● **Aim of the exercise**
Copy the records below exactly as they appear.

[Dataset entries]
----------
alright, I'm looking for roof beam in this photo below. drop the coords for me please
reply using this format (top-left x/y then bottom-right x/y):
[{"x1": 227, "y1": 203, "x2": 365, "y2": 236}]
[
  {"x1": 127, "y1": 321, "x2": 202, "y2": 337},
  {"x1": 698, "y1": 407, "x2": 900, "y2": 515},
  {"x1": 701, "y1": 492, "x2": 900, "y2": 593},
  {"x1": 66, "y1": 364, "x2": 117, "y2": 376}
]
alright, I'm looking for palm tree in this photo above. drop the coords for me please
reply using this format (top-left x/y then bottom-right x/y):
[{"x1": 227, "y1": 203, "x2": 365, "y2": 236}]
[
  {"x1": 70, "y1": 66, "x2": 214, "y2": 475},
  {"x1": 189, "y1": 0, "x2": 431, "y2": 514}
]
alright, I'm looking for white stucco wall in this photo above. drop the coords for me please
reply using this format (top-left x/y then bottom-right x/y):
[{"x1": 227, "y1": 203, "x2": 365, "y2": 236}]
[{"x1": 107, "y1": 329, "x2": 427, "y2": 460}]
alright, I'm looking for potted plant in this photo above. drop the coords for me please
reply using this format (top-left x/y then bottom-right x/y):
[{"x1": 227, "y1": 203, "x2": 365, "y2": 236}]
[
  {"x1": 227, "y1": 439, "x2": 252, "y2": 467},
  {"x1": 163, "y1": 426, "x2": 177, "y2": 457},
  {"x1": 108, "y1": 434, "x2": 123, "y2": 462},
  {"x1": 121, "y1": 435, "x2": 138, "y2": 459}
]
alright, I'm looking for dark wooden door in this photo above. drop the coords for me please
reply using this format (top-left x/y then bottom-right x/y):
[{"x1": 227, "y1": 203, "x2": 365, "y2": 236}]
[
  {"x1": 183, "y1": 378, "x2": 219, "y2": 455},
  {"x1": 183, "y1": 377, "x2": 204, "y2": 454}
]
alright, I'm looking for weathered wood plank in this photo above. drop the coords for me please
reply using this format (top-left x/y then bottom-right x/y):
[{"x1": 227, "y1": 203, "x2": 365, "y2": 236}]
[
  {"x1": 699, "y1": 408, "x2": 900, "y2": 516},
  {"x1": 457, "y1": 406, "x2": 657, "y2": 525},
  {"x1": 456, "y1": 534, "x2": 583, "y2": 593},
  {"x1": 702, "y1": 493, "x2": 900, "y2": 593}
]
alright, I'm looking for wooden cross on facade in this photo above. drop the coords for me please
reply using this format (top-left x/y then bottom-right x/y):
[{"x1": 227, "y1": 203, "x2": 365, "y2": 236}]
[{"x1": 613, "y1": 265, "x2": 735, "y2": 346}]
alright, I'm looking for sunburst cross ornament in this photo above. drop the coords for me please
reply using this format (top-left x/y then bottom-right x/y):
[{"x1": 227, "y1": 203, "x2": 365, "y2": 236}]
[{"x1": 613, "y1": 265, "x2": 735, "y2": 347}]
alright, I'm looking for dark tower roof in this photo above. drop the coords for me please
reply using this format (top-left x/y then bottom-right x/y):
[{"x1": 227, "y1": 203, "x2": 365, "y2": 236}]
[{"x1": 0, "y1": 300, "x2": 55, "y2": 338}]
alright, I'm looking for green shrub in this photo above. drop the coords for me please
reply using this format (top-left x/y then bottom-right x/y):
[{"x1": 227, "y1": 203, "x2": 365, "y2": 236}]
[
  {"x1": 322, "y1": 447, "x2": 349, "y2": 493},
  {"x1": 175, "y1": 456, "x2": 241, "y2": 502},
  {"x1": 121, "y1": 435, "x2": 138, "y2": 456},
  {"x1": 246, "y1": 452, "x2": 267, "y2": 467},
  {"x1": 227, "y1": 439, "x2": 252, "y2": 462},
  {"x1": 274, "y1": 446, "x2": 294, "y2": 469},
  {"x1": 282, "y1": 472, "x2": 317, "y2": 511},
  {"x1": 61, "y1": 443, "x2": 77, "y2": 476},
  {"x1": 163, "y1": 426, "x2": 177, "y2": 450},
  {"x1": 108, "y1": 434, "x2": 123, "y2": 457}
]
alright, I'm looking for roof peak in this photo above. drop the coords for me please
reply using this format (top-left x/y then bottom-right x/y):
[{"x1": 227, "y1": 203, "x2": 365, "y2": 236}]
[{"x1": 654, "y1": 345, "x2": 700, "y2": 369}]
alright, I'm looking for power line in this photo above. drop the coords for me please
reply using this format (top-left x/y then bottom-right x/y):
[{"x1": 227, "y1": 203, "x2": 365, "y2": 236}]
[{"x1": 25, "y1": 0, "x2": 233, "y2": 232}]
----------
● **Output below**
alright, I'm looking for roof beam in this photo below. drop the coords for me please
reply using this format (top-left x/y then bottom-right x/y):
[{"x1": 227, "y1": 203, "x2": 365, "y2": 236}]
[
  {"x1": 127, "y1": 321, "x2": 202, "y2": 337},
  {"x1": 698, "y1": 407, "x2": 900, "y2": 515},
  {"x1": 701, "y1": 492, "x2": 900, "y2": 593},
  {"x1": 66, "y1": 364, "x2": 117, "y2": 376}
]
alright, I'm looking for palm tree in this photo above. drop the coords for me please
reply using this format (top-left x/y then bottom-right x/y):
[{"x1": 227, "y1": 203, "x2": 365, "y2": 236}]
[
  {"x1": 70, "y1": 66, "x2": 214, "y2": 475},
  {"x1": 189, "y1": 0, "x2": 431, "y2": 514}
]
alright, I'm looking for white stucco wall in this photo above. drop the coords for me please
reply using this format (top-left x/y then bottom-right x/y):
[{"x1": 227, "y1": 203, "x2": 365, "y2": 236}]
[{"x1": 107, "y1": 329, "x2": 427, "y2": 460}]
alright, I'm looking for potted plant in this photo above. drop the coords for me please
reply using this format (top-left x/y then bottom-right x/y):
[{"x1": 227, "y1": 203, "x2": 365, "y2": 236}]
[
  {"x1": 227, "y1": 439, "x2": 252, "y2": 467},
  {"x1": 163, "y1": 426, "x2": 177, "y2": 457},
  {"x1": 108, "y1": 434, "x2": 123, "y2": 462},
  {"x1": 121, "y1": 435, "x2": 138, "y2": 459}
]
alright, I'm looking for dark wooden door in this photo above. drop the coords for me please
reply using this format (top-left x/y then bottom-right x/y):
[{"x1": 227, "y1": 203, "x2": 365, "y2": 236}]
[
  {"x1": 183, "y1": 378, "x2": 219, "y2": 455},
  {"x1": 183, "y1": 377, "x2": 204, "y2": 454}
]
alright, I'm looking for weathered wood plank in this photo above. drop the coords for me please
reply using this format (top-left x/y then bottom-right x/y):
[{"x1": 227, "y1": 203, "x2": 365, "y2": 236}]
[
  {"x1": 699, "y1": 408, "x2": 900, "y2": 516},
  {"x1": 457, "y1": 406, "x2": 657, "y2": 525},
  {"x1": 456, "y1": 534, "x2": 583, "y2": 593},
  {"x1": 702, "y1": 493, "x2": 900, "y2": 593}
]
alright, I'm looking for wooden cross on facade in this photo above. drop the coords for me please
reply using this format (top-left x/y then bottom-right x/y):
[{"x1": 227, "y1": 203, "x2": 365, "y2": 236}]
[{"x1": 613, "y1": 265, "x2": 735, "y2": 346}]
alright, I'm looking for sunburst cross ornament in this photo above. drop the coords for me please
reply using this format (top-left x/y then bottom-right x/y):
[{"x1": 227, "y1": 203, "x2": 365, "y2": 236}]
[{"x1": 613, "y1": 265, "x2": 735, "y2": 347}]
alright, I'm looking for dark tower roof in this photo above. drop the coords for me please
reply using this format (top-left x/y then bottom-right x/y):
[{"x1": 227, "y1": 203, "x2": 365, "y2": 236}]
[{"x1": 0, "y1": 300, "x2": 55, "y2": 338}]
alright, I'm looking for green shrub in this photo above. drop the coords for me please
reply using this format (top-left x/y then bottom-right x/y):
[{"x1": 227, "y1": 203, "x2": 365, "y2": 236}]
[
  {"x1": 322, "y1": 447, "x2": 349, "y2": 493},
  {"x1": 175, "y1": 456, "x2": 241, "y2": 502},
  {"x1": 121, "y1": 435, "x2": 138, "y2": 456},
  {"x1": 246, "y1": 452, "x2": 267, "y2": 467},
  {"x1": 227, "y1": 439, "x2": 252, "y2": 462},
  {"x1": 274, "y1": 446, "x2": 294, "y2": 469},
  {"x1": 282, "y1": 472, "x2": 317, "y2": 511},
  {"x1": 61, "y1": 443, "x2": 77, "y2": 476},
  {"x1": 163, "y1": 426, "x2": 177, "y2": 450},
  {"x1": 108, "y1": 434, "x2": 123, "y2": 457}
]
alright, I'm looking for roof peak in this photo above. drop the coords for me please
reply using this format (top-left x/y then bottom-right x/y):
[{"x1": 227, "y1": 203, "x2": 365, "y2": 236}]
[{"x1": 654, "y1": 345, "x2": 700, "y2": 369}]
alright, I'm looking for power line in this photo above. drop the coords for me please
reply using this format (top-left x/y then bottom-right x/y):
[{"x1": 227, "y1": 203, "x2": 365, "y2": 236}]
[{"x1": 25, "y1": 0, "x2": 233, "y2": 232}]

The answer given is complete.